Explore the material:
**a)** From the article on COVID-19 variants below, list every COVID-19 vaccine it names by manufacturer.
**b)** Using the article on COVID-19 variants below, explain why the South African strain and the Brazilian P1 strain are described as troubling.
Segment Start: Source text
The South African strain and the Brazilian P1 strain — the latter of which has not yet been identified in California — are troubling because they have multiple mutations that could make vaccines and immunity from the currently dominant COVID-19 strain less effective.
The Brazilian P2 strain has only one of the mutations, so it is less concerning, according to Pinsky. (Cody said Wednesday that this Brazilian P2 strain has not been found in Santa Clara County.)
Viruses work in different ways to attach to human cells. The virus linked to COVID-19 interacts with cells by way of so-called "spike" genes. The interaction is a factor in the transmissibility of the virus. It can also affect many antibodies the body makes to fight the virus. The South African strain has many mutations in the spike genes, which could impact the efficacy of the vaccines.
Studies have found that the Johnson & Johnson and Novavax COVID-19 vaccines have a 60% efficacy against the South African variant, Pinsky said. Earlier this week, AstraZeneca also put its South African study on hold because its vaccine showed less-than-ideal effectiveness against the strain, he said.
Dr. Anthony Fauci, director of the National Institute of Allergy and Infectious Diseases, said on Monday that the U.K. variant is becoming widespread and will be the dominant strain in the U.S. by the end of March. The Moderna and Pfizer-BioNTech vaccines are at least 94% effective against the U.K. variant, but are "less so" against the variant from South Africa, he said.
Pfizer's vaccine showed a slightly lower level of efficacy against the South African variant, according to a study by New York University scientists, echoing other studies that have been conducted.
Moderna announced in late January that its vaccine holds up against the U.K. and South African variants. Out of an abundance of caution, it is developing a booster shot.
Moss, Alameda County's health officer, said that even though the vaccines are less effective against variants, early evidence shows they will continue to provide protection for some time. Still, he and Cody are concerned that more variants might exist undetected. Genomic sequencing must ramp up in order to stay ahead of the ever-evolving virus, they said.
Currently only a fraction of COVID-19 positive cases are sequenced, according to Cody. The county and its partners are actively working to increase sequencing efforts, but there are hurdles.
"It reminds me of the early days of testing," she said, when there wasn't a unified strategy and it took a long time to gear up testing and contact tracing.
"One year ago, we were very uncomfortable. ... With genomic sequencing, it's a similar story," she said.
Segment End: Source text
Segment Start: Input data
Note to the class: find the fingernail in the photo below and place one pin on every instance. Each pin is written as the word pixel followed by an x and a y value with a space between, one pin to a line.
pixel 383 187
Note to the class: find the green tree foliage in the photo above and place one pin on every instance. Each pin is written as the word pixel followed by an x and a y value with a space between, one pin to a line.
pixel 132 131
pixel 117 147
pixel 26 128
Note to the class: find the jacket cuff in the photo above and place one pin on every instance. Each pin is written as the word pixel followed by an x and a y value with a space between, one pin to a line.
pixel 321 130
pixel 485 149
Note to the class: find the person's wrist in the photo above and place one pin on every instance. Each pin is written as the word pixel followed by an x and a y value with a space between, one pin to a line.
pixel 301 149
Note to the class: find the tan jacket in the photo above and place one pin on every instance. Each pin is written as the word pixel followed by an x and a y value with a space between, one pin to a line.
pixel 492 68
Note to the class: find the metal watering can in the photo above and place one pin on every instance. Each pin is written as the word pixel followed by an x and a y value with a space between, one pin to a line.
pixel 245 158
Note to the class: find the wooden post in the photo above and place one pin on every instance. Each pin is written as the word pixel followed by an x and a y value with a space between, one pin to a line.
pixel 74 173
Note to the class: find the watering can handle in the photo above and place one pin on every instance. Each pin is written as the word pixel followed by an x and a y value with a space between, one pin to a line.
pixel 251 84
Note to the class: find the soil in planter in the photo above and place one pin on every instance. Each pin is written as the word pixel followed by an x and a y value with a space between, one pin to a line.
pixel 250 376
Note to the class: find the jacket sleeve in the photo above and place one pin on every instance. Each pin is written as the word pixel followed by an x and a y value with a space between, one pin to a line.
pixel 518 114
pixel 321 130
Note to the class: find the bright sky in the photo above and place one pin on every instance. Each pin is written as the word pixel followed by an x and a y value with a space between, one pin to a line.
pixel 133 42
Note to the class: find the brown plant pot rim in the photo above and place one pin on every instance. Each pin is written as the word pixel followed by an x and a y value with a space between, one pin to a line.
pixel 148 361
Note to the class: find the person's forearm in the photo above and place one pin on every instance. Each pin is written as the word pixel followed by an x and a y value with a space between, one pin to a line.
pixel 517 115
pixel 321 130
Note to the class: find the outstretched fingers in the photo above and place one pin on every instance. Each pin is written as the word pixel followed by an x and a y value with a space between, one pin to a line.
Segment End: Input data
Solutions to each task:
**a)** Johnson & Johnson, Novavax, AstraZeneca, Moderna, Pfizer-BioNTech

**b)** They are troubling because they have multiple mutations. These mutations could make vaccines and immunity from the currently dominant COVID-19 strain less effective.